§ **PARTS OF THE EXERCISE**:
- 1) Rewrite the paragraph of the bike-lane crash article that begins "Law enforcement never arrived" as a short bulleted list, keeping its main facts.
- 2) According to the bike-lane crash article, what did the driver do while Becker waited on the sidewalk for the paramedics?
- 3) In the first paragraph of the bike-lane crash article, what actions did Becker take after the van parked directly in front of him? List them.

Christopher Becker was biking home from his job at the Ann Arbor District Library on August 24, riding in the bike lane down the hill on William St. between First and Ashley. An Amazon delivery van pulled over  into the bike lane and parked directly in front of him. Becker swerved to avoid the vehicle, went onto the sidewalk, and hit a wall.

In August, an Amazon truck blocked a bike lane on W. William. Unable to stop in time, bicyclist Christopher Becker flew into a wall. The driver ignored him to make the delivery. In October, Becker was still on crutches and awaiting surgery. | Photo: Mark Bialek

“She made a delivery while I was on the sidewalk waiting for the paramedics to show up and never apologized,” recalls Becker. “She was so unaffected by the whole thing. It was shocking.”

Law enforcement never arrived on the scene, and although Becker filed a police report, he doesn’t know if the driver was cited. He injured his knee in the crash and now has difficulty walking; bicycling is out of the question.

“Share the road” is a familiar slogan, but it seems to be harder in practice than in theory. In Becker’s case, the white stripe marking the bike lane didn’t stop the van from blocking him, raising the question: How protective is a bike lane, really?

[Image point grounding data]
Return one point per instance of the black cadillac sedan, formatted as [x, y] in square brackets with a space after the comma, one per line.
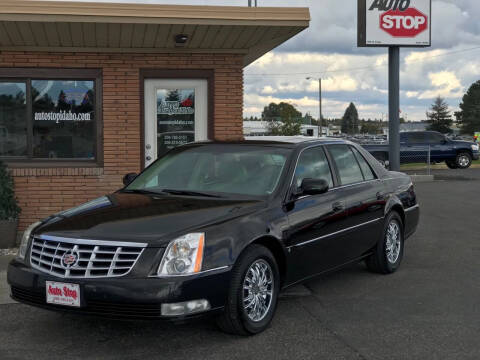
[221, 229]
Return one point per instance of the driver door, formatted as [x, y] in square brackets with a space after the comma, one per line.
[314, 220]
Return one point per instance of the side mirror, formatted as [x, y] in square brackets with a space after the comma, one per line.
[314, 186]
[127, 179]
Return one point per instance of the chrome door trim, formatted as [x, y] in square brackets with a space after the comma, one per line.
[412, 208]
[335, 233]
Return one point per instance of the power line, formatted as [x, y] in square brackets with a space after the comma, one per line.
[364, 67]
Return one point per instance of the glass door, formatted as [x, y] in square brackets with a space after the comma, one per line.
[175, 114]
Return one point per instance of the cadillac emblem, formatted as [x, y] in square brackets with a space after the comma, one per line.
[70, 259]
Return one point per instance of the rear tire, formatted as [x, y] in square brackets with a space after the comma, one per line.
[464, 160]
[238, 318]
[388, 253]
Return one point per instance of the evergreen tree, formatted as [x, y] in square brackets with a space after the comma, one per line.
[9, 209]
[469, 114]
[440, 118]
[350, 120]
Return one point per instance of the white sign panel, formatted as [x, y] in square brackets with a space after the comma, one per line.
[395, 22]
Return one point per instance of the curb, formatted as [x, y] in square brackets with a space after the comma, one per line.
[422, 178]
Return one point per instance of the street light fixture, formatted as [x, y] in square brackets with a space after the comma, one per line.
[319, 104]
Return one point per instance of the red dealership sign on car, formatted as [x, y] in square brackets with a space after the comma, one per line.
[394, 22]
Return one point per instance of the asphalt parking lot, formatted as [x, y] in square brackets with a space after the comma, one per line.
[430, 309]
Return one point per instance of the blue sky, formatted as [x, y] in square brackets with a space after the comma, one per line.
[328, 49]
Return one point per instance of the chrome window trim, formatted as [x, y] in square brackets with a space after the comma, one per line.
[334, 233]
[91, 242]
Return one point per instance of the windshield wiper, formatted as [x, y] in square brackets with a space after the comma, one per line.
[189, 193]
[142, 191]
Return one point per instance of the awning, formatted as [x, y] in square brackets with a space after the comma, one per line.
[36, 25]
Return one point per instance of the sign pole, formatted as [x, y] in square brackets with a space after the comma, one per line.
[320, 122]
[394, 107]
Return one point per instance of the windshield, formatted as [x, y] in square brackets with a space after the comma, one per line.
[216, 168]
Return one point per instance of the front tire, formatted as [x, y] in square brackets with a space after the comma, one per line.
[253, 293]
[464, 160]
[451, 164]
[388, 253]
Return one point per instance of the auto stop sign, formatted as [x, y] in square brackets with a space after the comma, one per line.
[394, 22]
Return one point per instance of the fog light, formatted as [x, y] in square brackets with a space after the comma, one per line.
[185, 308]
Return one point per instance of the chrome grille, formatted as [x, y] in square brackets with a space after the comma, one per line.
[93, 259]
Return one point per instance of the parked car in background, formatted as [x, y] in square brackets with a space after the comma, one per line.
[221, 229]
[424, 146]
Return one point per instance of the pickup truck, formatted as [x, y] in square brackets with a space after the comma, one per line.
[424, 146]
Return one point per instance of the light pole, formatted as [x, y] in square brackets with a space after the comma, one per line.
[319, 105]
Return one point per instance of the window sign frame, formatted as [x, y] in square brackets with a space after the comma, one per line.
[28, 76]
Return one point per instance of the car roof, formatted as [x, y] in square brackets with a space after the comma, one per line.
[292, 140]
[279, 141]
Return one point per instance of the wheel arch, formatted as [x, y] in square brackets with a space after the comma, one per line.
[396, 205]
[277, 249]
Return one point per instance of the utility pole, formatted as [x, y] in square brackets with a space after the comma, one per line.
[320, 121]
[394, 107]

§ **PER-TASK OUTPUTS**:
- 1)
- No law enforcement came to the scene.
- Becker filed a police report but doesn't know if the driver was cited.
- His knee was injured in the crash.
- He now has difficulty walking and cannot bicycle.

- 2) She made a delivery and never apologized.

- 3)
- He swerved to avoid the vehicle.
- He went onto the sidewalk.
- He hit a wall.